● **The task**
Copy out the records precisely, omitting pictures.

## begin Given entries

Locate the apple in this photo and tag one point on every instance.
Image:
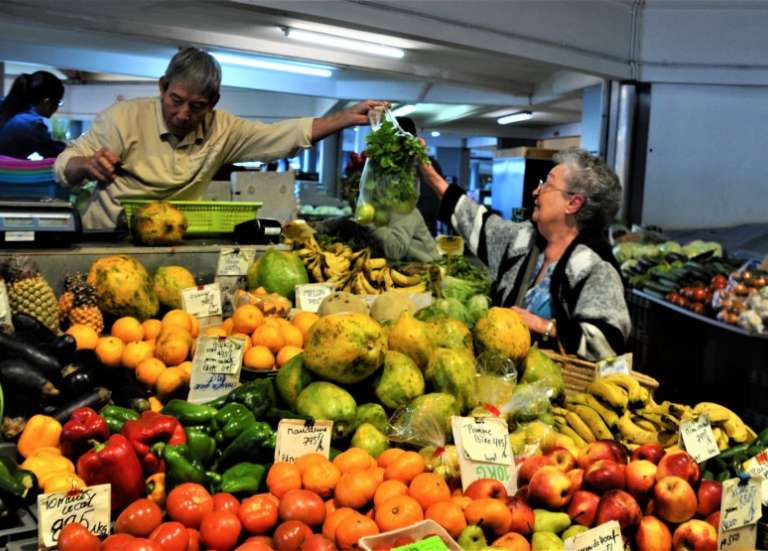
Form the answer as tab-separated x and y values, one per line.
652	535
604	475
522	516
549	487
680	464
583	508
492	514
486	487
618	505
695	535
532	464
641	477
600	449
650	452
708	495
563	459
512	541
674	500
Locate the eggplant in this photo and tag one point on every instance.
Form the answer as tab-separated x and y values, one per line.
11	347
18	374
95	399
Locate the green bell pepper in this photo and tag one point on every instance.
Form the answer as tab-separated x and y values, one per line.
243	477
188	413
231	420
202	447
180	467
249	444
116	416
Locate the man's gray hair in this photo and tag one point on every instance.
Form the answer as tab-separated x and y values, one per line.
590	177
198	69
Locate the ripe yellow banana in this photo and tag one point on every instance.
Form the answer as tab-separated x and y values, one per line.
611	394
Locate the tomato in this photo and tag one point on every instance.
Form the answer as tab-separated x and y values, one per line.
302	505
225	502
172	536
117	542
188	503
143	544
290	535
220	529
76	537
194	540
139	518
258	514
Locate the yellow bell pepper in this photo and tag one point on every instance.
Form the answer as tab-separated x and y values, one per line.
40	431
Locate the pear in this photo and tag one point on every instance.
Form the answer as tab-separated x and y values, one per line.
547	521
546	541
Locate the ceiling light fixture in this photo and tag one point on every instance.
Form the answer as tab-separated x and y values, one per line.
515	117
242	61
334	41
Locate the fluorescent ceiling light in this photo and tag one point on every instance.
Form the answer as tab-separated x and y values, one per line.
255	63
334	41
404	110
515	117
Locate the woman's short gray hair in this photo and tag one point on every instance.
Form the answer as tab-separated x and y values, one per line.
590	177
198	69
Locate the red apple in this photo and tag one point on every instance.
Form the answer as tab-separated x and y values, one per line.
601	449
522	516
583	508
680	464
618	505
652	535
674	500
486	487
604	475
549	487
641	477
695	535
708	495
649	452
563	459
531	465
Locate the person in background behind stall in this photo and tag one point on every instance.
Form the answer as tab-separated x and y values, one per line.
23	131
170	147
557	270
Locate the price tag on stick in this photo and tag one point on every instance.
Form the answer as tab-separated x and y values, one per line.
296	437
484	451
89	506
698	439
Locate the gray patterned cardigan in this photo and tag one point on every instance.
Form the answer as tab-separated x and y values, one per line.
586	289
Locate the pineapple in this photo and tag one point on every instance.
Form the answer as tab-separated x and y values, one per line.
29	293
84	307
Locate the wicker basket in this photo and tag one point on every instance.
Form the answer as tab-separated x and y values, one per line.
578	373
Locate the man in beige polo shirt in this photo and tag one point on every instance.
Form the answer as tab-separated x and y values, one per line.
171	146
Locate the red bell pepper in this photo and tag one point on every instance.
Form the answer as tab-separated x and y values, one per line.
84	425
114	462
147	432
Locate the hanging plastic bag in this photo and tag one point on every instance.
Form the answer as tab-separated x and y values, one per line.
390	180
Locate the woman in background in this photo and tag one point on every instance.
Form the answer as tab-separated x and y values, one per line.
22	128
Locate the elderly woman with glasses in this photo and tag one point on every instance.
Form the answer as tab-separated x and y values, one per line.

## end Given entries

● **Finished task**
Locate the apple in this photo and tag one point on every instance.
Image:
Form the answer as tab-separated x and y values, one per line.
652	535
604	475
522	516
549	487
680	464
583	508
492	514
486	487
618	505
695	535
532	464
641	477
600	449
650	452
708	495
563	459
512	541
674	500
Locate the eggplant in this photo and tag one point on every instance.
Form the answer as tab-separated x and y values, one per line.
11	347
18	374
95	399
Locate the green bell pepper in this photo and tag one point on every instance.
Form the answer as tab-separated x and y values, one per line.
243	477
188	413
231	420
202	447
180	467
249	444
116	416
Locate the man's gray hair in this photo and tag one point on every instance.
Form the answer as tab-separated x and y values, one per line.
590	177
198	69
Locate the ripe yellow banana in this photo and tag one point on every instance.
Form the answer as tab-separated x and y values, one per line.
611	394
Locate the tomato in this photo and tag one point on every instance.
Form the answer as tab-separated x and y values, one per line.
302	505
225	502
172	536
117	542
188	503
143	544
290	535
220	529
76	537
194	540
139	518
258	514
Locate the yellow bell pepper in this photo and tag one point on every instance.
Form the answer as tab-separated x and y values, one per line.
40	431
Locate the pear in this photo and tag one point on every instance.
Form the answer as tab-separated x and y values, one per line.
547	521
546	541
Locate the ceiling light fixture in this photo and tag one point on every instance.
Form the answer as tab-separated x and y values, one per line.
515	117
242	61
334	41
Locate the fluorescent ceiling light in this photo and tag one point on every instance.
Form the answer as tab-separated x and y values, one per line.
255	63
334	41
404	110
515	117
Locate the woman's short gray hair in this photo and tag one point on every instance.
Form the answer as tab-separated x and y values, one per line.
590	177
198	69
Locate the red apple in this photo and tag one point on every instance.
Form the answer as tab-separated x and y values, one per line.
601	449
522	516
583	508
680	464
618	505
652	535
674	500
486	487
604	475
549	487
641	477
695	535
708	495
649	452
563	459
531	465
Locate the person in background behind stall in this photo and tag one point on every instance.
Form the answer as tab-separated x and y values, one per line.
23	131
170	147
557	270
Locate the price tag on stick in this photo and tag one point on every instance.
Form the answer as tab-separated x and y values, one per line.
296	437
484	451
89	506
698	439
Locate the gray patterned cardigan in this photo and tag one point on every instance.
Form the answer as tab-separated x and y values, one per line.
586	289
Locate the pineapple in this photo and tag one point on every instance.
Form the answer as tab-separated x and y values, one per line.
29	293
84	307
Locate the wicker basket in this photo and tag one point on every instance.
Form the answer as tab-separated x and y values, one per line.
578	373
Locate the man in beige polo shirt in this photo and tag one point on every instance.
Form the answer as tab-separated x and y values, one per line.
171	146
Locate the red bell pepper in this photo and tag one point on every instance.
Form the answer as tab-separated x and y values, one per line.
84	425
114	462
147	432
Locate the hanging plastic bag in this photo and tag one point on every instance.
Form the answer as tab-separated x and y values, one per line.
390	180
Locate the woman in background in this photo and tag one point on every instance.
Form the answer as tab-separated x and y values, one per line.
22	128
Locate the elderly woman with glasses in this photo and tag one point on every instance.
Form the answer as tab-separated x and y values, one per line.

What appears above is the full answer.